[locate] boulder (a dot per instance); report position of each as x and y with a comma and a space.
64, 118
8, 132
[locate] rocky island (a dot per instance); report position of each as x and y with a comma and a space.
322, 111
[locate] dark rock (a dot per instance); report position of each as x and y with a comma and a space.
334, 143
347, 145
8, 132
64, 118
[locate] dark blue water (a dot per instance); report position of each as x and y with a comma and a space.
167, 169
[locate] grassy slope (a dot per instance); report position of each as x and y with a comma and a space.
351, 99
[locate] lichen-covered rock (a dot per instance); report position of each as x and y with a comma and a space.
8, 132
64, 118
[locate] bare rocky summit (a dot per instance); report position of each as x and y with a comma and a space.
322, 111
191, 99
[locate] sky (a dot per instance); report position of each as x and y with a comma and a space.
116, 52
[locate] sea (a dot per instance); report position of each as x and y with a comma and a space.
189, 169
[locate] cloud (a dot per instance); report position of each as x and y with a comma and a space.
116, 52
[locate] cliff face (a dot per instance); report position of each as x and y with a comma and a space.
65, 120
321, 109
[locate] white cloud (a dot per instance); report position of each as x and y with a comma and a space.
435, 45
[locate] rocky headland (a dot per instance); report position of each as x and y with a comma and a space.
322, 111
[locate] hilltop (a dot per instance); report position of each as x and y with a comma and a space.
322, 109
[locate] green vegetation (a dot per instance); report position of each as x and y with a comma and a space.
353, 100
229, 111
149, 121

______

Given problem. Transcribe all of the material exactly. Omit nothing.

Result of this task.
[locate] boulder (a dot per instance); report position of each as x and y with a comma and a space.
64, 118
8, 132
[locate] rocky island (a dot per instance); report position of each as x and y with a comma and a space.
322, 111
[locate] dark rock (a dot per instance); report position of each as x and y with a comma and a space.
334, 143
347, 145
8, 132
64, 118
[locate] dark blue water (a dot per instance); report position of each as x and y with a comma and a space.
167, 169
[locate] grassy slope (a dot per instance); report position of each as x and y with a comma and a space.
351, 99
[locate] lichen-covered rock (a dot per instance); report position of each as x and y with a comma and a space.
8, 132
64, 118
[locate] bare rocky summit (a dot per instance); report position of each as x and y with a comma and a space.
322, 111
191, 99
[locate] sky (a dot per instance); report position of each as x and y with a comma and a space.
116, 52
[locate] sea (a dot per instance); report position of each as x and y with a comma and a space.
189, 169
[locate] cloud (a dot per instance); report position of each as x and y with a comma and a space.
116, 52
[locate] cliff face (a dot per instance); report position of each as x and y with a comma and a space.
65, 120
321, 109
[locate] white cloud (a dot per instance); report position of each as x and y with a comma and a space.
435, 45
[locate] rocky headland (a dot per instance); report position of each as x and y with a comma and a space.
322, 111
[locate] hilltop (a dot per instance); report position of each as x and y with a comma and a space.
322, 109
[locate] green vegetation (a dot per instance); report position of each as x and y with a comma and a space.
353, 100
229, 111
149, 121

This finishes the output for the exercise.